-- Extract to read follows --

The symptoms of schizophrenia can be divided into two main types: positive and negative. The positive symptoms are more associated with craziness. Talking to yourself. Laughing inappropriately. Delusions. Paranoia. The negative symptoms are more nefarious and insidious. Anti-social behavior. Impulsiveness. Loss of drive. Poverty of thought. I have always suffered from the negative symptoms for the most part. I tend to act most impulsively when the going it at its best thus my urge to be homeless again now that I have a home. My biggest positive symptom is paranoia -- thinking others are out to get me and to cause me harm, and delusions about social situations.
For years, I didn't know what was happening. I knew something was wrong -- I actually knew something was wrong when I was a child, but psychiatry was still in the stone age then. I left home and college found me exhibiting bizarre behavior. Laughing inappropriately in public. Shying away from human contact. Drinking incessantly. The drinking was the hardest part because I thought I had found a magic elixir that cured all that ailed me. I felt empowered and "normal." I discovered deserted country roads, bottles of Budweiser, and years of Joni Mitchell albums and talk radio. I was content until my aberrant ways caught up with me and I started to fall out of college.
The Homeless Guy recently came out on his blog that he is capriciously schizophrenic. I wasn't surprised, but I was sad it took so long for him to reveal it. I do not feel shame for having schizophrenia just as a person with cancer should not feel shame. I believe he thought it would stigmatize him -- just another crazy homeless person. It would have answered so many questions and criticisms he endured over the years of writing his wildly popular blog. People can better understand black and white and not the shades of gray he obfuscated with for years about his condition.
One of the biggest symptoms I am dealing with daily lately is apathy or the loss of drive. I start out very strong, but degrade into a situation where I am afraid to go out of the house. For example, I had grand plans to attend a lunchtime Alcoholics Anonymous meeting, but sat here spinning my wheels in indecision. I dreaded getting ready and the long drive. The abhorred social contact made me shy away. I tell myself that I will never get better sitting in this house whiling away my time listlessly. I need to get out and experience things and life to get better and to overcome my fears.

-- Extract to read concluded --
-- Information supplied follows --

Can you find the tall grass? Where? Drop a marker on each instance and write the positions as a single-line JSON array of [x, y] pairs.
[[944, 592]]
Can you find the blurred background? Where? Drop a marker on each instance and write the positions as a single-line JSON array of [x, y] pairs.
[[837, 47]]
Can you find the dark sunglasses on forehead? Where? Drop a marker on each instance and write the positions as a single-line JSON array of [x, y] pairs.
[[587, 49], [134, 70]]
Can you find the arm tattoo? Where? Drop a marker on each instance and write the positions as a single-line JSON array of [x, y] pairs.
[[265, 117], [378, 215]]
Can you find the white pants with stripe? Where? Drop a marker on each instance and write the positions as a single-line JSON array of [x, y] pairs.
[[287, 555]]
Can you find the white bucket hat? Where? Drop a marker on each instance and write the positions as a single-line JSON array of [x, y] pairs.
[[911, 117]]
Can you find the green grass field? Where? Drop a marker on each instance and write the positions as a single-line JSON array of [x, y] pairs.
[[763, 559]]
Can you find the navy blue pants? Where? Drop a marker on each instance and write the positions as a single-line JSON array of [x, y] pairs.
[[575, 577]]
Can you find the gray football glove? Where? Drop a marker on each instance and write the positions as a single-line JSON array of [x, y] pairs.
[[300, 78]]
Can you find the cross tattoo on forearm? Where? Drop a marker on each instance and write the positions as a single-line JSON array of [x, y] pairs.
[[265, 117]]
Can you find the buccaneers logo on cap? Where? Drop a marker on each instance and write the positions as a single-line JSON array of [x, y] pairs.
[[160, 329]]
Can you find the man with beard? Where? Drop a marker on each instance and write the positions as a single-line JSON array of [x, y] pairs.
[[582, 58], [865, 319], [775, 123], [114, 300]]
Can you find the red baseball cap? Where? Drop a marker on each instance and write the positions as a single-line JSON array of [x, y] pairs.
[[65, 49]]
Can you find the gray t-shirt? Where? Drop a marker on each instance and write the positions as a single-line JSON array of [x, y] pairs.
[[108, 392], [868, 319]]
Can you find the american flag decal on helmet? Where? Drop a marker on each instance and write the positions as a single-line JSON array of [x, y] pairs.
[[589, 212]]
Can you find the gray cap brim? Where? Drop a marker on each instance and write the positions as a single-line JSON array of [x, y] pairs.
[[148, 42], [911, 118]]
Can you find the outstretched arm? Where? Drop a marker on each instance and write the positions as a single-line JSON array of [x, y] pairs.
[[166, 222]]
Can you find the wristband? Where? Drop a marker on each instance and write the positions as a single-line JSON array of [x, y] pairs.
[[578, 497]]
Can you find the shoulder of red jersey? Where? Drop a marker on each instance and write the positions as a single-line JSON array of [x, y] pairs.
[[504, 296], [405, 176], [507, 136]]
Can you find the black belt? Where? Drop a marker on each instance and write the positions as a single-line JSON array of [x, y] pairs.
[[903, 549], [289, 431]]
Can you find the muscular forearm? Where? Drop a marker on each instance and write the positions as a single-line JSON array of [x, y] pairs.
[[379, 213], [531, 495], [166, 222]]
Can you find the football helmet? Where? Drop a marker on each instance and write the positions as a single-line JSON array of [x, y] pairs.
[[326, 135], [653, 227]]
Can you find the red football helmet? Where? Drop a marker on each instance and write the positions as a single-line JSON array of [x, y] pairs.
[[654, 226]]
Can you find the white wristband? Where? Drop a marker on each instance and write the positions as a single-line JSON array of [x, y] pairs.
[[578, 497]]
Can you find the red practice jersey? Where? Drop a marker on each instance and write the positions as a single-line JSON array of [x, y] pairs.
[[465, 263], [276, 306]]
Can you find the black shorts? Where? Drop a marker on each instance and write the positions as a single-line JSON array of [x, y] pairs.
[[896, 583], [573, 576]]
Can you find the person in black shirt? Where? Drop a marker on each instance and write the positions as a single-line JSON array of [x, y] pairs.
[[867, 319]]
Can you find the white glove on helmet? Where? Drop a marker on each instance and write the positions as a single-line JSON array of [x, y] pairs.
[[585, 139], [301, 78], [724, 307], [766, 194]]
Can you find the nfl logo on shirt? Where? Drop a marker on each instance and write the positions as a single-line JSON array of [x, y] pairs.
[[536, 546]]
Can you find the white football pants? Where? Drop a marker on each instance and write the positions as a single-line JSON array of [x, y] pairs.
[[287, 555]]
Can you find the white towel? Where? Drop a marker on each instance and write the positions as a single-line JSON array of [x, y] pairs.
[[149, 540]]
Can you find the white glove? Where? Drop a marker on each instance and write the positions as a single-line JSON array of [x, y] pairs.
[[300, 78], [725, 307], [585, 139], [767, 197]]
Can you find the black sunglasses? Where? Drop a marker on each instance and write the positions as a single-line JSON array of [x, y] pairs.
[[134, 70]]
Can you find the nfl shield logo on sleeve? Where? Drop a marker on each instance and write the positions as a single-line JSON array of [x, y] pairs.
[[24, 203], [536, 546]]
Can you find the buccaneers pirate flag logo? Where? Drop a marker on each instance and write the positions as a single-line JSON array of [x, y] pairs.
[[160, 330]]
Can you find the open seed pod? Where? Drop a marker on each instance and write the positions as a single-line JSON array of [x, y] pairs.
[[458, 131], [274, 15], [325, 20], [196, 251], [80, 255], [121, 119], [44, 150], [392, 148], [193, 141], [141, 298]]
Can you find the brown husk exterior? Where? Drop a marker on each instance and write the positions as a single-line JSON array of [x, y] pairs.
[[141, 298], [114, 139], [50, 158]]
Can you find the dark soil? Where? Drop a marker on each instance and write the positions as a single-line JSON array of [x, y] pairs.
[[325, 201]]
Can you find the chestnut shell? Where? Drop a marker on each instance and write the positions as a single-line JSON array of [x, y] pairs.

-- Information supplied concluded --

**Your tasks**:
1. Repeat the passage on schizophrenia between "The symptoms of" and "about social situations.", inclusive.
2. In the passage on schizophrenia, what does the writer name as their biggest positive symptom?

**Solutions**:
1.
The symptoms of schizophrenia can be divided into two main types: positive and negative. The positive symptoms are more associated with craziness. Talking to yourself. Laughing inappropriately. Delusions. Paranoia. The negative symptoms are more nefarious and insidious. Anti-social behavior. Impulsiveness. Loss of drive. Poverty of thought. I have always suffered from the negative symptoms for the most part. I tend to act most impulsively when the going it at its best thus my urge to be homeless again now that I have a home. My biggest positive symptom is paranoia -- thinking others are out to get me and to cause me harm, and delusions about social situations.

2. Paranoia.